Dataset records
....

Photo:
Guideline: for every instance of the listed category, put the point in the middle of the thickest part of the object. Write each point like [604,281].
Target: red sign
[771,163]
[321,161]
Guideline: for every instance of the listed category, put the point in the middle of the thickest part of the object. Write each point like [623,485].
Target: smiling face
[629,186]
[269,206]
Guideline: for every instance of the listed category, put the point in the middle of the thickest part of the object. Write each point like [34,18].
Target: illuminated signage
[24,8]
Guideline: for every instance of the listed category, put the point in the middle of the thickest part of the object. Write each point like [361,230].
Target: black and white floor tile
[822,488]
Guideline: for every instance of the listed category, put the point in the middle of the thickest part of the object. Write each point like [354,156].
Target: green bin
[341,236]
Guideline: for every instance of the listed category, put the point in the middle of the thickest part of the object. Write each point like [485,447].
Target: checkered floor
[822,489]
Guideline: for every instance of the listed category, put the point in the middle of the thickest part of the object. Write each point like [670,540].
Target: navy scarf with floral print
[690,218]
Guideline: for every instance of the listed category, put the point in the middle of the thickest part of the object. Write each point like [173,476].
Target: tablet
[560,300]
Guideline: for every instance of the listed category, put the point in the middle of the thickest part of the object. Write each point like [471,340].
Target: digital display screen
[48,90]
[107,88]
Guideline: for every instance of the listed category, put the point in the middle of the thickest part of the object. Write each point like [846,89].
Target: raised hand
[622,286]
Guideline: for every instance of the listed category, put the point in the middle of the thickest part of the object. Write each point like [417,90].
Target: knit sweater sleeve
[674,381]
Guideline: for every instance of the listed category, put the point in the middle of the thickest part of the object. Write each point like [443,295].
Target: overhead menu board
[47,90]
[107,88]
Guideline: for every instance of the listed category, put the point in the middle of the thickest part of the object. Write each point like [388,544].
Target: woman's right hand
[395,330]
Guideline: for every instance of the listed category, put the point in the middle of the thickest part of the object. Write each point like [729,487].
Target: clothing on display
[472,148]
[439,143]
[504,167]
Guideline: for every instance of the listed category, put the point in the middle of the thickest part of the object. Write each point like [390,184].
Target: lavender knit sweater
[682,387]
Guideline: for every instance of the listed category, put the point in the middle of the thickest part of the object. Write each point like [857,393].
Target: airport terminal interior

....

GOAL:
Reproduce verbatim the part of the records that opens with the line containing "point like [443,295]." and closes at the end of the records, both ends included.

RESULT OF THE EXERCISE:
Guideline: for every instance of the listed category, put the point in the middle of the thickest part of the object. Write each point like [443,295].
Target: overhead menu board
[47,90]
[107,88]
Guideline: for every instance of the listed category, put the point in the middle of the thickest part of the object. Write each point like [388,544].
Target: woman's right hand
[395,330]
Guideline: for every instance of the listed category, put the point in the middle of the thickest part of the object. Write each point like [729,487].
Target: clothing on display
[472,148]
[439,143]
[504,167]
Guideline: for every instance of the listed category, put the point in the middle of the thickest part of the object. Write each point like [390,184].
Target: lavender knit sweater
[682,387]
Guideline: for every instance of the listed category, put the point in the middle of the thickest part of the object. Write each point like [857,393].
Target: airport terminal interior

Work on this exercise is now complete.